### GOAL OF THE EXERCISE
Copy out the passage below on Soviet leadership after Khrushchev's removal, word for word and in full.
— START TEXT BLOCK —
9.1 Politics

9.1 Politics

Peter Kenez - A History of the Soviet Union from the Beginning to the End

The aftermath of the removal of Khrushchev in October 1964 bore distinct similarities to the power struggle that followed Stalin’s death. Once again the newly installed leaders insisted that they would avoid “the cult of personality” – a fault for which they blamed Khrushchev – and institute “collective leadership,” which they assured the peoples of the Soviet Union was the only appropriate form of government for a socialist country.

Leonid Brezhnev assumed the most important post, the first secretaryship of the central committee, and Alexei Kosygin became premier while remaining a member of the Politburo. Nikolai Podgornyi took the chairmanship of the Supreme Soviet – in other words, he became the president of the republic. Gradually, Brezhnev emerged as the supreme leader, and in appearance at least the Soviet Union once again had a single leader. While in the mid-1960s it was the premier – i.e., Kosygin – who met with important foreign leaders, as time went on Brezhnev more and more often assumed this role. It was Kosygin, for example, who met with Lyndon Johnson in Glassboro, N.J.; but a few years later Brezhnev received Richard Nixon in Moscow.
— END TEXT BLOCK —
— START RECORDED DATA —
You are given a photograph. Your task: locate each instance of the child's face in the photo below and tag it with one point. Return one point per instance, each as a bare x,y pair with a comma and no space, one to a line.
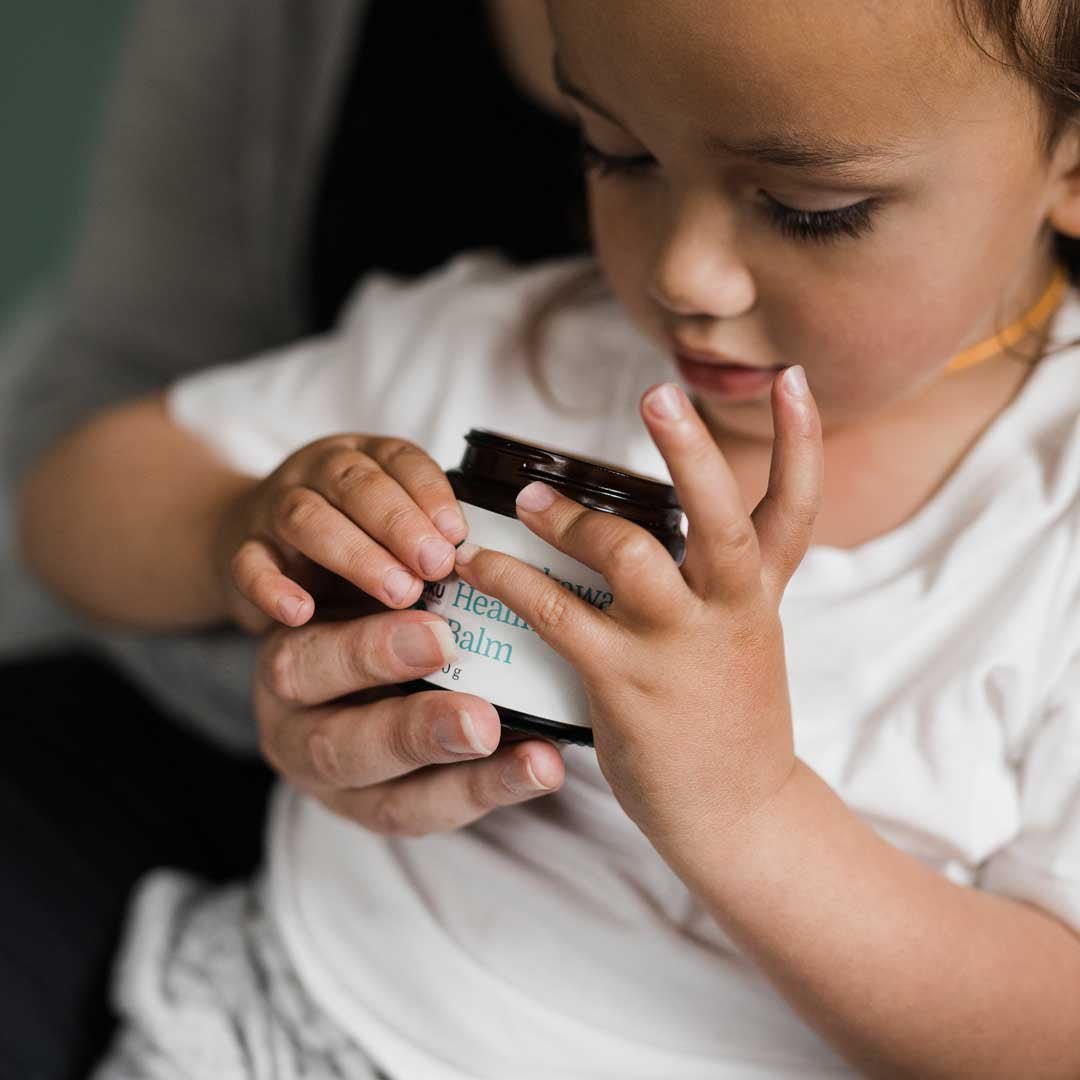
— END RECORDED DATA —
### RESULT BELOW
9.1 Politics

9.1 Politics

Peter Kenez - A History of the Soviet Union from the Beginning to the End

The aftermath of the removal of Khrushchev in October 1964 bore distinct similarities to the power struggle that followed Stalin’s death. Once again the newly installed leaders insisted that they would avoid “the cult of personality” – a fault for which they blamed Khrushchev – and institute “collective leadership,” which they assured the peoples of the Soviet Union was the only appropriate form of government for a socialist country.

Leonid Brezhnev assumed the most important post, the first secretaryship of the central committee, and Alexei Kosygin became premier while remaining a member of the Politburo. Nikolai Podgornyi took the chairmanship of the Supreme Soviet – in other words, he became the president of the republic. Gradually, Brezhnev emerged as the supreme leader, and in appearance at least the Soviet Union once again had a single leader. While in the mid-1960s it was the premier – i.e., Kosygin – who met with important foreign leaders, as time went on Brezhnev more and more often assumed this role. It was Kosygin, for example, who met with Lyndon Johnson in Glassboro, N.J.; but a few years later Brezhnev received Richard Nixon in Moscow.